PASSAGE.
/---

Supreme Court Upholds Arizona Law Penalizing Businesses For Hiring Illegal Immigrants
The Supreme Court has sustained Arizona’s law that penalizes businesses for hiring workers who are in the United States illegally, rejecting arguments that states have no role in immigration matters. By a 5-3 vote, the court said May 26, that federal immigration law gives states the authority to impose sanctions on employers who hire unauthorized workers, reports the Huffington Post. The decision upholding the validity of the 2007 law comes as Arizona appeals a ruling that blocked key components of a second, more controversial Arizona immigration enforcement law. The decision applies only to business licenses and does not signal how the high court might rule if the other law comes before it.

\---

EXERCISE DESCRIPTION. Transcribe the part of the Supreme Court ruling text starting at "Supreme Court Upholds" and ending at "comes before it.". The material that follows has no connection to the Supreme Court ruling on the Arizona employer sanctions law.

RECORDS SHOWN.
/---

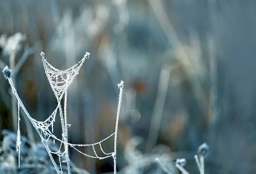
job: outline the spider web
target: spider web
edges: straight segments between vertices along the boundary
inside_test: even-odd
[[[62,151],[63,152],[62,152],[61,149],[62,146],[64,146],[64,147],[65,146],[69,146],[71,148],[73,148],[79,153],[91,158],[103,159],[111,156],[113,157],[115,155],[115,152],[108,153],[105,152],[103,150],[101,143],[103,141],[106,140],[107,139],[109,138],[110,137],[115,135],[116,133],[116,132],[112,133],[101,141],[92,144],[72,144],[69,143],[67,140],[65,140],[66,138],[67,138],[67,128],[71,126],[70,125],[64,123],[64,115],[66,114],[65,112],[66,112],[66,107],[67,91],[69,86],[72,83],[75,76],[78,74],[78,71],[81,66],[82,65],[83,62],[85,61],[85,60],[89,57],[90,53],[87,52],[84,57],[77,64],[65,71],[61,71],[54,68],[48,62],[47,62],[46,60],[44,58],[44,53],[43,52],[41,53],[41,55],[42,56],[46,76],[47,77],[48,80],[49,80],[49,82],[52,89],[52,91],[53,91],[53,93],[55,95],[55,96],[57,99],[58,105],[52,113],[45,121],[41,122],[37,121],[33,118],[32,120],[35,123],[36,128],[38,129],[39,133],[42,135],[43,134],[45,138],[46,138],[46,141],[48,141],[50,137],[51,137],[53,139],[53,142],[54,142],[55,140],[56,140],[60,143],[60,148],[56,152],[53,152],[50,150],[50,151],[51,153],[57,155],[59,156],[60,165],[62,171],[61,172],[62,172],[62,167],[61,165],[62,162],[68,162],[68,161],[69,160],[68,158],[66,158],[67,159],[66,161],[62,161],[61,160],[61,157],[64,156],[68,151],[68,150],[66,149],[67,148],[65,148],[65,151]],[[63,111],[61,103],[61,100],[63,99],[64,96],[65,96],[65,106],[64,109],[64,114],[63,113]],[[59,112],[60,113],[61,121],[62,122],[62,126],[63,128],[62,139],[57,138],[53,133],[53,124],[55,121],[57,113],[58,112]],[[103,154],[104,154],[104,155],[102,155],[103,156],[100,156],[96,153],[96,151],[95,150],[95,147],[96,146],[99,146],[102,153],[103,153]],[[93,149],[94,155],[89,155],[78,150],[78,147],[91,147]]]
[[[20,146],[21,143],[21,141],[20,140],[20,133],[19,131],[19,108],[20,107],[21,107],[24,111],[29,119],[32,123],[34,127],[36,129],[37,132],[38,133],[40,136],[40,138],[41,138],[42,141],[44,143],[45,146],[49,156],[50,157],[50,158],[51,159],[54,168],[55,168],[58,174],[63,173],[62,162],[66,162],[67,163],[68,173],[71,173],[70,166],[69,164],[70,160],[68,154],[69,147],[72,148],[76,151],[78,151],[79,153],[91,158],[103,159],[112,156],[114,161],[114,173],[116,173],[117,137],[118,134],[118,121],[119,119],[119,114],[120,113],[120,108],[122,103],[123,90],[123,87],[124,86],[124,81],[121,81],[121,83],[118,84],[118,88],[120,89],[120,91],[119,93],[119,100],[118,102],[118,112],[117,113],[117,119],[115,133],[110,135],[105,139],[94,143],[88,144],[77,144],[70,143],[68,142],[68,128],[70,127],[71,125],[68,124],[67,122],[67,90],[69,86],[72,83],[75,76],[78,74],[78,71],[81,66],[82,65],[83,62],[85,61],[85,60],[89,58],[90,53],[87,52],[86,54],[84,55],[82,60],[80,61],[77,64],[65,71],[59,70],[59,69],[53,67],[49,63],[48,63],[48,62],[46,61],[46,60],[44,58],[44,53],[43,52],[41,52],[40,54],[42,56],[42,59],[43,61],[43,65],[45,69],[45,73],[46,74],[46,76],[47,77],[47,79],[49,80],[49,82],[50,83],[50,86],[52,89],[52,91],[53,91],[53,93],[58,101],[58,105],[56,108],[54,109],[52,113],[44,121],[38,121],[33,119],[30,115],[29,112],[27,112],[27,111],[26,110],[25,106],[22,103],[21,100],[19,98],[18,93],[17,93],[17,90],[15,89],[13,84],[11,77],[11,70],[9,70],[8,69],[8,67],[6,66],[2,71],[5,77],[8,80],[11,87],[12,88],[13,93],[15,95],[16,98],[18,100],[18,113],[19,121],[18,122],[18,130],[17,132],[16,149],[17,151],[19,151],[19,152],[20,149]],[[62,109],[61,105],[61,100],[63,99],[63,96],[65,96],[64,111]],[[61,139],[57,138],[53,133],[53,124],[54,122],[55,121],[57,113],[58,112],[60,114],[62,127],[62,137]],[[110,137],[113,136],[114,135],[114,152],[108,153],[106,153],[104,152],[102,148],[102,143]],[[44,135],[44,137],[43,135]],[[51,139],[51,140],[53,140],[53,143],[54,143],[55,140],[59,141],[60,143],[60,147],[58,148],[59,150],[55,150],[54,149],[53,151],[52,149],[50,149],[47,143],[47,142],[48,142],[50,138]],[[95,147],[98,146],[99,146],[101,152],[104,154],[102,155],[102,156],[98,155],[97,153],[96,153]],[[65,150],[64,151],[63,150],[63,148],[62,148],[62,147],[64,147],[64,148]],[[93,149],[94,155],[89,155],[78,150],[78,148],[81,147],[91,147]],[[60,165],[61,167],[60,171],[59,170],[59,167],[57,166],[54,160],[52,158],[52,154],[55,154],[58,156],[59,156]],[[66,157],[66,160],[62,161],[61,158],[61,157],[64,156],[64,155]]]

\---

EXPECTED OUTPUT.
Supreme Court Upholds Arizona Law Penalizing Businesses For Hiring Illegal Immigrants
The Supreme Court has sustained Arizona’s law that penalizes businesses for hiring workers who are in the United States illegally, rejecting arguments that states have no role in immigration matters. By a 5-3 vote, the court said May 26, that federal immigration law gives states the authority to impose sanctions on employers who hire unauthorized workers, reports the Huffington Post. The decision upholding the validity of the 2007 law comes as Arizona appeals a ruling that blocked key components of a second, more controversial Arizona immigration enforcement law. The decision applies only to business licenses and does not signal how the high court might rule if the other law comes before it.